Aufgabe: Schreibe bitte die Zeilen der Datensätze unten von der Zeile mit „Point to the plastic“ bis einschließlich der Zeile mit „330), (443, 277)]“ in eine nummerierte Liste um und lass dabei Leerzeilen weg.

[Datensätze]
========================================================================

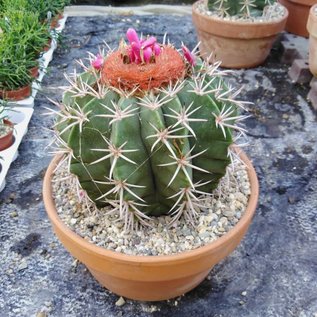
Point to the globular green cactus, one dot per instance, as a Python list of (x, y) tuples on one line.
[(148, 131), (241, 8)]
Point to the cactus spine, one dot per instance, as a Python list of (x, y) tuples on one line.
[(148, 151)]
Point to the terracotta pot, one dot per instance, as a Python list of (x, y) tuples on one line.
[(55, 20), (7, 140), (17, 94), (237, 44), (47, 46), (149, 278), (298, 14), (312, 28), (34, 71)]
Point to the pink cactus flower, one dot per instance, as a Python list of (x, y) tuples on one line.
[(149, 42), (189, 56), (97, 62), (147, 54), (132, 36), (141, 50)]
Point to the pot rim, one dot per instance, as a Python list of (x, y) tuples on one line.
[(312, 21), (156, 259), (305, 3), (239, 23)]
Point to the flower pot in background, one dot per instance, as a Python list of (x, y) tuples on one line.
[(7, 140), (298, 14), (237, 44), (34, 72), (312, 29)]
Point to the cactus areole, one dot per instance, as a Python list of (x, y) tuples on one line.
[(147, 129)]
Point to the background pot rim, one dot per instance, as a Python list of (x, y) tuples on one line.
[(239, 23), (156, 259)]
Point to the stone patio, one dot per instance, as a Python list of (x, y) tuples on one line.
[(272, 273)]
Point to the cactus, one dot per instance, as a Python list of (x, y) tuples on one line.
[(148, 130), (241, 8)]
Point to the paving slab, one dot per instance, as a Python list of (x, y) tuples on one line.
[(272, 273)]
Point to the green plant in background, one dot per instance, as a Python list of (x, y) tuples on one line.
[(43, 7), (22, 30), (241, 8), (23, 38), (148, 145)]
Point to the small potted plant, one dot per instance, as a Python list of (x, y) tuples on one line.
[(298, 14), (147, 188), (22, 38), (6, 130), (238, 33), (312, 28)]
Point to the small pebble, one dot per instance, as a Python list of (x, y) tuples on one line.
[(23, 265)]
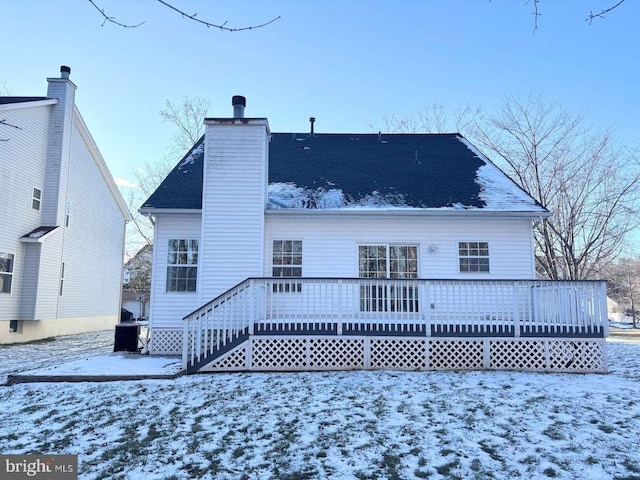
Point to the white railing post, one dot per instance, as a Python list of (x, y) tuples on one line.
[(340, 308), (604, 314), (516, 310), (185, 344), (252, 304)]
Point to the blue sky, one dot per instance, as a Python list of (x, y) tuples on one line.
[(348, 63)]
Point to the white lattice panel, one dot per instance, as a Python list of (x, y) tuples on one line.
[(234, 360), (401, 354), (280, 353), (517, 354), (165, 342), (452, 354), (577, 355), (336, 353)]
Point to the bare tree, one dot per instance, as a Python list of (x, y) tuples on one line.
[(187, 117), (193, 16), (624, 285), (601, 13), (591, 186)]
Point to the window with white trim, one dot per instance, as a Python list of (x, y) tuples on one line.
[(474, 256), (61, 279), (287, 262), (182, 265), (36, 199), (6, 272)]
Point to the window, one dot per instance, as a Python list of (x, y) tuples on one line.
[(61, 279), (182, 266), (287, 262), (474, 256), (6, 272), (388, 262), (36, 199)]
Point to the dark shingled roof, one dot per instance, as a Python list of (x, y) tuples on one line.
[(418, 170), (5, 100)]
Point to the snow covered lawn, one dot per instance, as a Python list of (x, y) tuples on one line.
[(339, 425)]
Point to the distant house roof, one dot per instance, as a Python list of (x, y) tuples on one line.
[(5, 100), (341, 171)]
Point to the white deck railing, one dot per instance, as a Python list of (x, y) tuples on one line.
[(344, 306)]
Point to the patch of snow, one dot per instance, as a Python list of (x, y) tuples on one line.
[(189, 159), (289, 195)]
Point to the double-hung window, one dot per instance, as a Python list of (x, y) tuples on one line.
[(6, 272), (182, 265), (389, 262), (474, 256), (36, 199), (287, 262)]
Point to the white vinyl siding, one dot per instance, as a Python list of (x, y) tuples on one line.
[(24, 159), (93, 245), (232, 238)]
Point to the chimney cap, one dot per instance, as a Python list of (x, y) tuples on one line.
[(238, 100)]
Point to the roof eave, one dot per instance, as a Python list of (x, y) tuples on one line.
[(158, 210), (413, 212)]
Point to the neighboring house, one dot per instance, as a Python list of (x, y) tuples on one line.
[(63, 221), (289, 251)]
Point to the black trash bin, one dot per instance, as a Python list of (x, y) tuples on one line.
[(126, 338)]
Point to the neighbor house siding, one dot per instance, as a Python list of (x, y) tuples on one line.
[(330, 244), (168, 308), (92, 249), (232, 206), (22, 158)]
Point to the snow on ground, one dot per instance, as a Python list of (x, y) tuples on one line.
[(338, 425)]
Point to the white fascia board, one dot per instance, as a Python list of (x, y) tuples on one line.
[(102, 166), (159, 211), (35, 103), (414, 212)]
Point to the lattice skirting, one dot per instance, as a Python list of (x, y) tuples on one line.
[(281, 353), (165, 341)]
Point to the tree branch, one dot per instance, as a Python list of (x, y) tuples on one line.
[(112, 19), (220, 26)]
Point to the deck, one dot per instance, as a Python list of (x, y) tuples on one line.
[(277, 324)]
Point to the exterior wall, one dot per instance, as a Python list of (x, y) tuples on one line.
[(168, 308), (23, 167), (233, 204), (330, 244), (36, 330)]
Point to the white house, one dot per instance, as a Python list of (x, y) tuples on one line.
[(63, 220), (289, 251)]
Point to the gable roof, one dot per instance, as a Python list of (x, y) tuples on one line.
[(340, 171)]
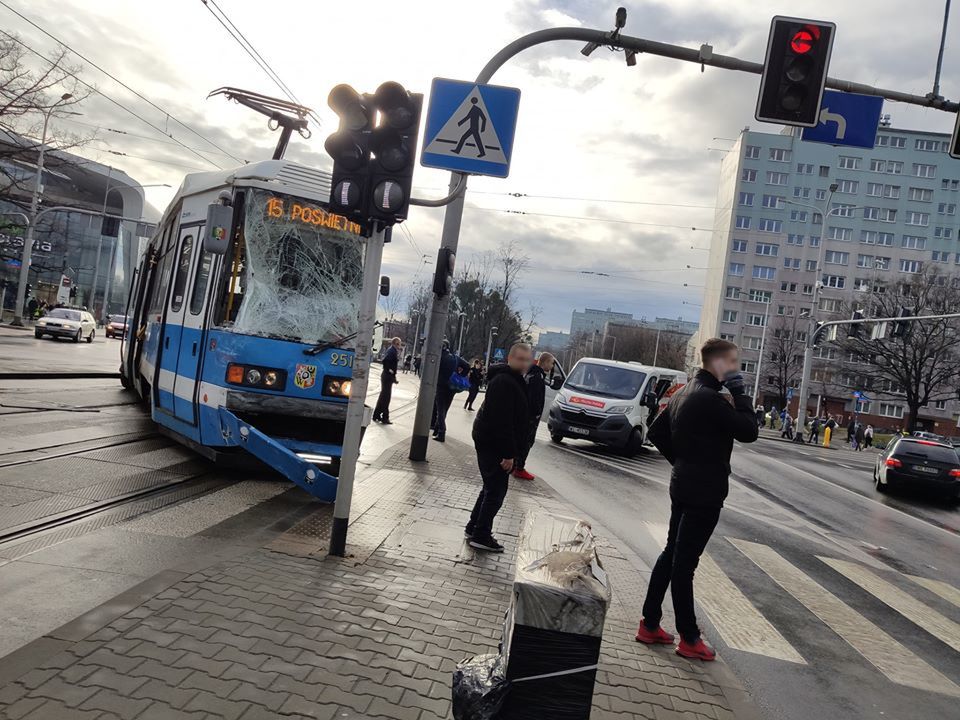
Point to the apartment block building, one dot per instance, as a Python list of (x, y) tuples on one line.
[(893, 212)]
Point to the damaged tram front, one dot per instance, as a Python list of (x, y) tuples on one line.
[(242, 311)]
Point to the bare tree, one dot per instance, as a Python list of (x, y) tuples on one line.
[(918, 362), (28, 91), (783, 359)]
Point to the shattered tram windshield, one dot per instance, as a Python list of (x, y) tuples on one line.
[(301, 273)]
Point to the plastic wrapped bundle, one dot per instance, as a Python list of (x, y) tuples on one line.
[(479, 687), (555, 623)]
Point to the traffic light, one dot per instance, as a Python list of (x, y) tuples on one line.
[(350, 149), (394, 146), (955, 140), (902, 329), (795, 71), (855, 330), (443, 277)]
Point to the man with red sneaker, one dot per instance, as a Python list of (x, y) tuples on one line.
[(695, 433)]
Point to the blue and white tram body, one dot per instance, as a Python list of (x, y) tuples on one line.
[(236, 350)]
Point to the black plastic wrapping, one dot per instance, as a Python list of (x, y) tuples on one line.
[(479, 688)]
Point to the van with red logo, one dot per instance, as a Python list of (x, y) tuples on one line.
[(611, 402)]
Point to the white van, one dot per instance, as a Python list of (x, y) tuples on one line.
[(611, 402)]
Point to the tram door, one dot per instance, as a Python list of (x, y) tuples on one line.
[(192, 339), (173, 322)]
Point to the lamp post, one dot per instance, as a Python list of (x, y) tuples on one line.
[(490, 337), (462, 319), (34, 205)]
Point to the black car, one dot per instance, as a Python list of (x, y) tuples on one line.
[(909, 463)]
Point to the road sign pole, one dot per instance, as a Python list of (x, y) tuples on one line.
[(430, 356), (358, 393)]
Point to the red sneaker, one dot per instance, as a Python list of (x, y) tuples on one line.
[(654, 637), (697, 651)]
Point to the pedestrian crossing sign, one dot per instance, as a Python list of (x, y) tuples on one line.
[(470, 127)]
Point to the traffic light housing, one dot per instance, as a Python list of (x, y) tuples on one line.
[(350, 149), (902, 329), (955, 140), (394, 147), (443, 277), (795, 71)]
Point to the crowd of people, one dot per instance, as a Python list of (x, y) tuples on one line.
[(859, 434)]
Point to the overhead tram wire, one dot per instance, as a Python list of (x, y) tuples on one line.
[(254, 54), (123, 85)]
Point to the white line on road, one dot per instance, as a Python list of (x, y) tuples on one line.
[(886, 654), (738, 622), (947, 592), (912, 609)]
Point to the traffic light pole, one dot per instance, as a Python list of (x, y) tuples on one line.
[(358, 393), (594, 39)]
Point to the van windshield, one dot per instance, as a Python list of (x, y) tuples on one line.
[(605, 380)]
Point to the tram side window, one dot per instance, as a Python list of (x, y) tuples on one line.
[(165, 264), (183, 272), (200, 283)]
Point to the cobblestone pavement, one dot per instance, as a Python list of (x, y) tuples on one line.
[(286, 631)]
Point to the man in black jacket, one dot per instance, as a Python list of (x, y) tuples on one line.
[(388, 378), (695, 432), (499, 430)]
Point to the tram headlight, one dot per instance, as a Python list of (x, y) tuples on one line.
[(337, 386), (256, 376)]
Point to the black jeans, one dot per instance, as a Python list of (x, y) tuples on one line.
[(526, 444), (441, 406), (382, 410), (490, 499), (690, 529), (471, 396)]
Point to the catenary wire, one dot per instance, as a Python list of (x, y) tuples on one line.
[(121, 83)]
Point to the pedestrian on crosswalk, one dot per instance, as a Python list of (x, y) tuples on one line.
[(695, 433)]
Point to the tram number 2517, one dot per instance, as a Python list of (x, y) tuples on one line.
[(341, 359)]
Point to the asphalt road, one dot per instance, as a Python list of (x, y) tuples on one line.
[(827, 599)]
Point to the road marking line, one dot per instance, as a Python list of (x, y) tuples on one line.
[(736, 619), (891, 658), (947, 592), (930, 620)]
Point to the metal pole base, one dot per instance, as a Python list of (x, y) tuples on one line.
[(418, 447), (338, 537)]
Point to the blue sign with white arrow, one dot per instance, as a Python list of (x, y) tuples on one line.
[(847, 119), (470, 127)]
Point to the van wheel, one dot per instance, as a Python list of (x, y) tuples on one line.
[(635, 444)]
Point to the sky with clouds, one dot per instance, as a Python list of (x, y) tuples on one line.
[(629, 156)]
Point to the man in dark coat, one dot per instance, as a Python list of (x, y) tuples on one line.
[(695, 433), (388, 378), (499, 430), (536, 395), (448, 365)]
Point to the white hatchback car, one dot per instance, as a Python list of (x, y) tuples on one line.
[(67, 322)]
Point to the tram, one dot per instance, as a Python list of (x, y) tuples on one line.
[(238, 316)]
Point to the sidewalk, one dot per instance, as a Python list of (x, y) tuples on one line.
[(285, 631)]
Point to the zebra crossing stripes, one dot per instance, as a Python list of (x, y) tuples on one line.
[(892, 659), (947, 592), (888, 593), (738, 622)]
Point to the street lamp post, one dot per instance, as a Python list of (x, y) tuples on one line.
[(490, 337), (463, 317), (31, 227), (825, 212)]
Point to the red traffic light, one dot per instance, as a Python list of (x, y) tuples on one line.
[(802, 42)]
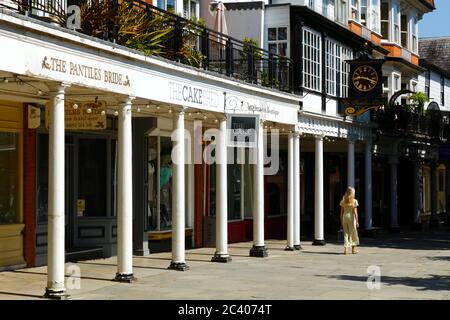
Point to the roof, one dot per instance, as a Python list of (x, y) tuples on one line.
[(436, 51)]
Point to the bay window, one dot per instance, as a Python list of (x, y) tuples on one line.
[(404, 30), (312, 60), (355, 10), (396, 20), (385, 20), (375, 15)]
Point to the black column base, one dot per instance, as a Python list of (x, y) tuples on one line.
[(318, 242), (125, 278), (417, 226), (434, 223), (221, 258), (394, 230), (258, 251), (141, 252), (56, 294), (178, 266), (368, 233)]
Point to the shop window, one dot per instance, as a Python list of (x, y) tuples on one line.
[(92, 183), (9, 159), (42, 178)]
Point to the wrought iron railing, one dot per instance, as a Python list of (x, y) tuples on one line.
[(161, 33), (404, 120)]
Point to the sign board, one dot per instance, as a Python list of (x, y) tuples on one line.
[(81, 207), (34, 117), (242, 130), (86, 116)]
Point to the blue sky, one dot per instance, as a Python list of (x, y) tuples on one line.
[(437, 23)]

========================================================================

Antwort:
1. Point to the plastic wrapped bundle, one dot per instance, as a Python list of (x, y) tuples on one line.
2. [(479, 687), (555, 623)]
3. Point to the traffic light, one dot per instance, as a Python list of (x, y) tuples on one line.
4. [(350, 149), (394, 146), (955, 140), (902, 329), (795, 71), (855, 330), (443, 277)]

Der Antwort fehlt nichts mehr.